### Extrait:
III Conformité aux exigences de l’al. 30i) de la Loi

 

Le fait que la Requérante ait été au courant des marques de commerce de l’Opposante n’empêcherait pas nécessairement la Requérante d’être convaincue qu’elle avait le droit d’employer la Marque au Canada. Il se pourrait bien que la Requérante n’ait pas cru que les marques en cause créaient de la confusion. Il n’y a eu aucune allégation de mauvaise foi de la part de la Requérante dans la déclaration d’opposition. [Voir Sapodilla Co. Ltd. c. Bristol Myer Co. (1974), 15 C.P.R. (2d) 152] Je rejette donc le premier motif d’opposition tel qu’il est rédigé.

 

IV Caractère enregistrable, droit à l’enregistrement et caractère distinctif

 

Tous les autres motifs d’opposition portent sur la question de la probabilité de confusion entre la Marque et les marques de commerce susmentionnées de l’Opposante. La différence entre les dates pertinentes n’aura aucune incidence sur mon appréciation de cette question. J’examinerai la question du caractère enregistrable de la Marque, puis la conclusion à laquelle je serai parvenu s’appliquera également aux autres motifs d’opposition.

 

Je constate que l’Opposante a produit des certificats d’authenticité pour chacune de ses marques de commerce déposées à titre de pièces jointes à l’affidavit de M. Nolet, le vice-président aux finances, depuis le 1er janvier 1997, de Coalision Inc. (« Coalision »), la filiale de l’Opposante. Par conséquent, l’Opposante s’est acquittée de son fardeau initial relativement au motif d’opposition concernant le caractère enregistrable fondé sur l’al. 12(1)d).

 

Mon analyse sera axée sur la comparaison entre la Marque et les marques de commerce de l’Opposante ORAGE, certificat d’enregistrement no LMC 386694, enregistrée en liaison avec :

vêtements de sport et accessoires pour hommes, femmes et enfants, nommément pantalons, chemises, shorts, jupes, blouses, costumes, manteaux, anoraks, tee-shirts, blousons, chandails, maillots de bain, sacs, bas, ceintures, chapeaux, tuques, foulards, gants et mitaines, chaussures, nommément souliers, pantoufles et bottes.

 

et ORAGE & Dessin, illustrée ci-dessous :

 

ORAGE DESSIN

 

certificat d’enregistrement no LMC 556050, enregistrée en liaison avec :

vêtements de ski, nommément pantalons de ski, chandails, chandails cols roulés, combinaisons de ski, sous-vêtements; vêtements de sport et accessoires pour hommes, femmes et enfants, nommément pantalons, chemises, shorts, jupes, blouses, costumes, manteaux, anoraks, tee-shirts, blousons, maillots de bain, bas, chapeaux, ceintures, tuques, foulards, gants et mitaines, bandeaux, masques de ski, lunettes de soleil, cordons de lunettes, étuis de lunettes et pochettes de lunettes, sacs fourre-tout, sacs de voyage; chaussures, nommément souliers, pantoufles, bottes, bottes de skis; skis, bâtons de ski et sacs pour le transport des skis.

### Consigne A:
Recopiez le passage de l'extrait compris entre « vêtements de ski, nommément » et « transport des skis. », ces deux bornes incluses.

### Liste:
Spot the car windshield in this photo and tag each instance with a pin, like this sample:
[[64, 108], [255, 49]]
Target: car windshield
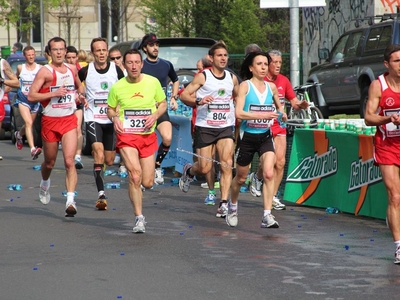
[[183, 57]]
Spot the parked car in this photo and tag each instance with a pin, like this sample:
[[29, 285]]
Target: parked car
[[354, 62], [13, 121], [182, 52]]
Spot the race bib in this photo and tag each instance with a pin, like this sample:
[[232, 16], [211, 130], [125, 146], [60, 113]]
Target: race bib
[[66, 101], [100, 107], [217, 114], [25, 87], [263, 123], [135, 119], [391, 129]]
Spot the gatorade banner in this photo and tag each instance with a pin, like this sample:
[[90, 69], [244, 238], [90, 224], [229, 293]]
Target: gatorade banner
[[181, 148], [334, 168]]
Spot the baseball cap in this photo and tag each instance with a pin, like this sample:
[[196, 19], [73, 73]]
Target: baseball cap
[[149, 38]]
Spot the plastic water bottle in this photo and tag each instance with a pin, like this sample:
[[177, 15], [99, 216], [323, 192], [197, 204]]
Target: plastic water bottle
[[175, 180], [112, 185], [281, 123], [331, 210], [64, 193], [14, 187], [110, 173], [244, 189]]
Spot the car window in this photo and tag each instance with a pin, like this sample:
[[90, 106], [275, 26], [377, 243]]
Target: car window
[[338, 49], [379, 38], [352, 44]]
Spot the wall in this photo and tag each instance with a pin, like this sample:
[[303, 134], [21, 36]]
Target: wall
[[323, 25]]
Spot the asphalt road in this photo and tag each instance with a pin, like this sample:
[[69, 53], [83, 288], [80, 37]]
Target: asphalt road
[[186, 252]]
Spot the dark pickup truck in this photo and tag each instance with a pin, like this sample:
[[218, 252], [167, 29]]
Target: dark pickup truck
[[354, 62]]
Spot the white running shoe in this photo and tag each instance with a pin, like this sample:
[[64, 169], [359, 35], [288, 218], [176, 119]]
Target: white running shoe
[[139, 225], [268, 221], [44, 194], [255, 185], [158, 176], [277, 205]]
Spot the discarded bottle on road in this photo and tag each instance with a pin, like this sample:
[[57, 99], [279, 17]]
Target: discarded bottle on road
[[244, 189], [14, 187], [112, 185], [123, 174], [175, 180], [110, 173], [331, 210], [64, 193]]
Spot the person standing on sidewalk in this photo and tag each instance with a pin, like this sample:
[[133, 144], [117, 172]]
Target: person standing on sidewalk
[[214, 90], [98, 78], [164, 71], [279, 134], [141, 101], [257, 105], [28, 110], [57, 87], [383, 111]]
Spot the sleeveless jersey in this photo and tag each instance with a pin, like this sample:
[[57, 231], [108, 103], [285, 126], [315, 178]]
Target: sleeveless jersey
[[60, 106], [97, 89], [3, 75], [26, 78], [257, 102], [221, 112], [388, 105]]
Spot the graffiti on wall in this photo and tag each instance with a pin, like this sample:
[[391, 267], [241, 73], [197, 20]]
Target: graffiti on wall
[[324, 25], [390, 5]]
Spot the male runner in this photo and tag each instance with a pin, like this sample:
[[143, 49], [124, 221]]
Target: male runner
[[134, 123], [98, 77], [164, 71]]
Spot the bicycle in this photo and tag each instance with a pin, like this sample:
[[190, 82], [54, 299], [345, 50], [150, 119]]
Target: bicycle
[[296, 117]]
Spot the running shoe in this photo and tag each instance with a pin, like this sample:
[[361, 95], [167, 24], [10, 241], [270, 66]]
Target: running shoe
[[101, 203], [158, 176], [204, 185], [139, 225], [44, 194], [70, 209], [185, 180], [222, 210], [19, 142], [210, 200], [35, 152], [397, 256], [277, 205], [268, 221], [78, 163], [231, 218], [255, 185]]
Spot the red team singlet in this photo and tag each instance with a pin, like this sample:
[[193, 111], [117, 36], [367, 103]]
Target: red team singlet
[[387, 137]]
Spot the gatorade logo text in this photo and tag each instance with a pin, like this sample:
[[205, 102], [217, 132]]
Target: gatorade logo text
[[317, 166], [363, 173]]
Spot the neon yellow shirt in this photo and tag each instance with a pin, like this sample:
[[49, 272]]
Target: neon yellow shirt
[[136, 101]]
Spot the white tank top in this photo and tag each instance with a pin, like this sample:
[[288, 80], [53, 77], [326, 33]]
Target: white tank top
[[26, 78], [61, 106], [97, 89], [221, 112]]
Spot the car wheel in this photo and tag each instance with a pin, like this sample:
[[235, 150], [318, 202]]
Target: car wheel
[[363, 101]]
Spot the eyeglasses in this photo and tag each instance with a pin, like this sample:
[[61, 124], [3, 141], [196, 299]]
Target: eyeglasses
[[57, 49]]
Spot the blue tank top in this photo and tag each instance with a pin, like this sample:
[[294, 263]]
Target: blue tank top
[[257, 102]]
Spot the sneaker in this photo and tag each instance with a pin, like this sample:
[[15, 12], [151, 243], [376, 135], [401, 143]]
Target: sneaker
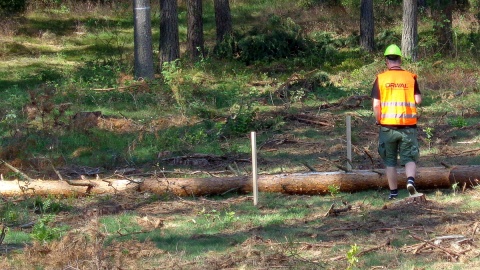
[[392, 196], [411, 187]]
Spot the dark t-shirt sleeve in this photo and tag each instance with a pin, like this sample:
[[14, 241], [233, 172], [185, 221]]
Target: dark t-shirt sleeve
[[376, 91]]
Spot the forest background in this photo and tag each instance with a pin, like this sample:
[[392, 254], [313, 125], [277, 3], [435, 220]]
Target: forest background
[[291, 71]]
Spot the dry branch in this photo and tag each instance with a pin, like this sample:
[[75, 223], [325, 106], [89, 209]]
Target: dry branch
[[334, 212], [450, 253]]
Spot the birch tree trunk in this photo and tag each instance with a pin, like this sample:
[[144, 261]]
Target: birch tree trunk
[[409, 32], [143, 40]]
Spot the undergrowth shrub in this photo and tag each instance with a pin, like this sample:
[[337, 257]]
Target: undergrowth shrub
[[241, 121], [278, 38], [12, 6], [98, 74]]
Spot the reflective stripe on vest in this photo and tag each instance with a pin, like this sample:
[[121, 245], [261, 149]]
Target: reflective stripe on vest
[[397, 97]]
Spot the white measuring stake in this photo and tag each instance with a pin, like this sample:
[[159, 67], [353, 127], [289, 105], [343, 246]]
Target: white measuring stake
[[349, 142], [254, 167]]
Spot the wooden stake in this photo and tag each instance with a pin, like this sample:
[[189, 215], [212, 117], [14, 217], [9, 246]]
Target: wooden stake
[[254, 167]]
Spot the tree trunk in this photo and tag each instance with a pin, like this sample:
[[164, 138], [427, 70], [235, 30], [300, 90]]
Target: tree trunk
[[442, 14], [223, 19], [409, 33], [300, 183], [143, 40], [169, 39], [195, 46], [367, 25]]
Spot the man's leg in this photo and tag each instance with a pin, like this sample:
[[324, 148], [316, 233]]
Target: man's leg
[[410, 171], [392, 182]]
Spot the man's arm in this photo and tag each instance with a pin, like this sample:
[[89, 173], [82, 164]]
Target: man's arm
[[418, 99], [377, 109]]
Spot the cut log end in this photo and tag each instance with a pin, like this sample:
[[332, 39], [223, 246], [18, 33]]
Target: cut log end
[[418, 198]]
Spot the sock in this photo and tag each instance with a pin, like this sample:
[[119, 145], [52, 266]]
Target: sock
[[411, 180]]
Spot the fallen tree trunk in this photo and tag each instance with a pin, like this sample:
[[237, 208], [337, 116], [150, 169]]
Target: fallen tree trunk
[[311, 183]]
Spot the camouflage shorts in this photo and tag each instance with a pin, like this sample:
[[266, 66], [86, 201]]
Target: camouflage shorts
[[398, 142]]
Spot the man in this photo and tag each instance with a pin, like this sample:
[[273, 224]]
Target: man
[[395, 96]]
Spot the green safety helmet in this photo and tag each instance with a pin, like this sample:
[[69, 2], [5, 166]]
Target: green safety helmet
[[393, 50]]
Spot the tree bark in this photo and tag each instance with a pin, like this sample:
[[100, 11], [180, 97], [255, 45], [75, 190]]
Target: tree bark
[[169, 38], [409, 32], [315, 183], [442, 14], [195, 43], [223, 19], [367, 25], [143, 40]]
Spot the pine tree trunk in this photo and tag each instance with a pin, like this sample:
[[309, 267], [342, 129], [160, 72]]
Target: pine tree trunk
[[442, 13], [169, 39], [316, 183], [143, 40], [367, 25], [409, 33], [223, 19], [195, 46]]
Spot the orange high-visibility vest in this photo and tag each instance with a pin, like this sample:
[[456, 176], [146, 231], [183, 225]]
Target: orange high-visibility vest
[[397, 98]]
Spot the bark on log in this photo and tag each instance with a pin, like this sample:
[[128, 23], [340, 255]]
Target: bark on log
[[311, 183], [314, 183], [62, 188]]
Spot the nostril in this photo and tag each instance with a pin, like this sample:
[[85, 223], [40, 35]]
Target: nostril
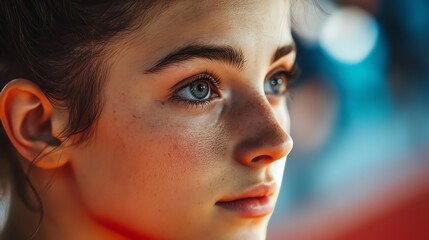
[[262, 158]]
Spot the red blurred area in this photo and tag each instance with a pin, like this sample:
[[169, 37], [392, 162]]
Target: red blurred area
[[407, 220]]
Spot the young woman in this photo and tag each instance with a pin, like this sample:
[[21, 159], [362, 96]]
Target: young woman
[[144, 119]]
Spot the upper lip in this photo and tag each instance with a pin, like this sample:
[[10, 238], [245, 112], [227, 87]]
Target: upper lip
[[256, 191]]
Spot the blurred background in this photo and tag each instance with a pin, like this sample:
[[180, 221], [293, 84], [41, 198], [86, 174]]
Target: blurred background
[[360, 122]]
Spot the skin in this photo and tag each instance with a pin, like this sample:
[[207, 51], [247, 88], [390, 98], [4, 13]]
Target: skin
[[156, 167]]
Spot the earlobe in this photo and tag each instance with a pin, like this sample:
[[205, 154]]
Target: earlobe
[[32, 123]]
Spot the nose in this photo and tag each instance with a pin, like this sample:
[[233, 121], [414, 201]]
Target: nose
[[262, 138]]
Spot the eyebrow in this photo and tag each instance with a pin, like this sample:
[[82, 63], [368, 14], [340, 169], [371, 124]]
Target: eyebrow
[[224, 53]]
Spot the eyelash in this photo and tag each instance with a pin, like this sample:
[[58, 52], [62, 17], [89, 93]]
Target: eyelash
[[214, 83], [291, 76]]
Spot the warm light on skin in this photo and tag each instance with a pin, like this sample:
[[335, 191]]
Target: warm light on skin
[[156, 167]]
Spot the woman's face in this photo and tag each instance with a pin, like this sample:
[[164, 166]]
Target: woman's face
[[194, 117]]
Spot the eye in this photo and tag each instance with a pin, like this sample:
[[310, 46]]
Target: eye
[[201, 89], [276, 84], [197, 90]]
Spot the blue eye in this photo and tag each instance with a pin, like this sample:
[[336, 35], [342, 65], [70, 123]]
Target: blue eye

### Consigne B:
Reprenez uniquement les lignes de la liste situées entre celle qui contient « Spot the cut » et celle qui contient « [[395, 96]] », incluses, en remplaçant « tag » par « mark » sans rien modifier d'autre.

### Réponse rédigée A:
vêtements de ski, nommément pantalons de ski, chandails, chandails cols roulés, combinaisons de ski, sous-vêtements; vêtements de sport et accessoires pour hommes, femmes et enfants, nommément pantalons, chemises, shorts, jupes, blouses, costumes, manteaux, anoraks, tee-shirts, blousons, maillots de bain, bas, chapeaux, ceintures, tuques, foulards, gants et mitaines, bandeaux, masques de ski, lunettes de soleil, cordons de lunettes, étuis de lunettes et pochettes de lunettes, sacs fourre-tout, sacs de voyage; chaussures, nommément souliers, pantoufles, bottes, bottes de skis; skis, bâtons de ski et sacs pour le transport des skis.

### Réponse rédigée B:
Spot the cut log end in this photo and mark each instance with a pin, like this sample:
[[332, 39], [223, 246], [18, 33]]
Target: cut log end
[[418, 198]]
Spot the sock in this photo and mark each instance with a pin, like this sample:
[[119, 145], [52, 266]]
Target: sock
[[411, 180]]
Spot the fallen tree trunk in this photo and mark each instance with a pin, like this sample:
[[237, 208], [337, 116], [150, 169]]
Target: fallen tree trunk
[[311, 183]]
Spot the camouflage shorts in this photo and mark each instance with a pin, like this sample:
[[266, 66], [86, 201]]
Target: camouflage shorts
[[398, 142]]
Spot the man in this photo and mark each instance with a pin, like this sample:
[[273, 224]]
Target: man
[[395, 96]]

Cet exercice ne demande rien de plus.